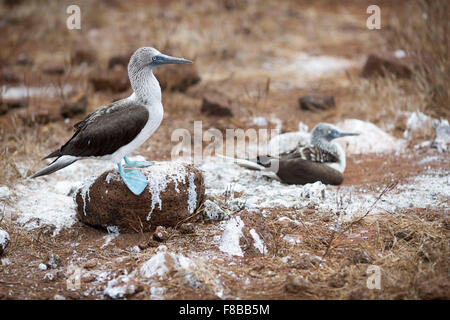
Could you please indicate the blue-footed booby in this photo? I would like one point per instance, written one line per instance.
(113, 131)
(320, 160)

◆ ◆ ◆ ◆ ◆ ◆ ◆

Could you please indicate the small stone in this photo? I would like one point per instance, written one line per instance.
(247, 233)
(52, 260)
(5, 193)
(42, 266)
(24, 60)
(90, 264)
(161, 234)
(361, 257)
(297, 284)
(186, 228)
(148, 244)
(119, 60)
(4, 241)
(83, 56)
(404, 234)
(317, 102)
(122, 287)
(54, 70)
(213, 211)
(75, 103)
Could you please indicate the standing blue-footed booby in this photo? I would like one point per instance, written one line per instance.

◆ ◆ ◆ ◆ ◆ ◆ ◆

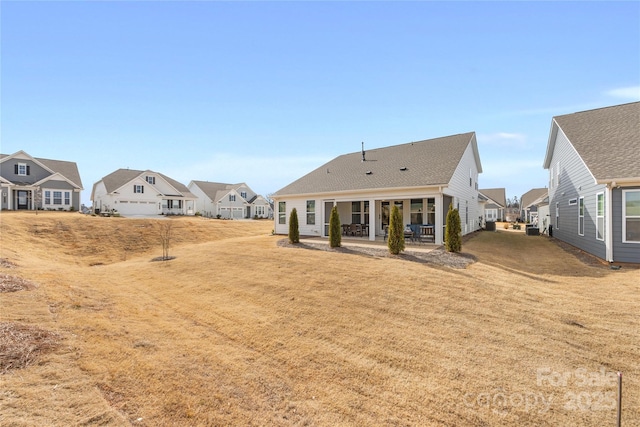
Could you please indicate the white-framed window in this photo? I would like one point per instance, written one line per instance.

◆ ◆ ◆ ◆ ◆ ◆ ◆

* [Job]:
State how many lines in the entries above contain the string "this", treating uppercase and lowercase as distinct. Give only the number.

* [Solved exercise]:
4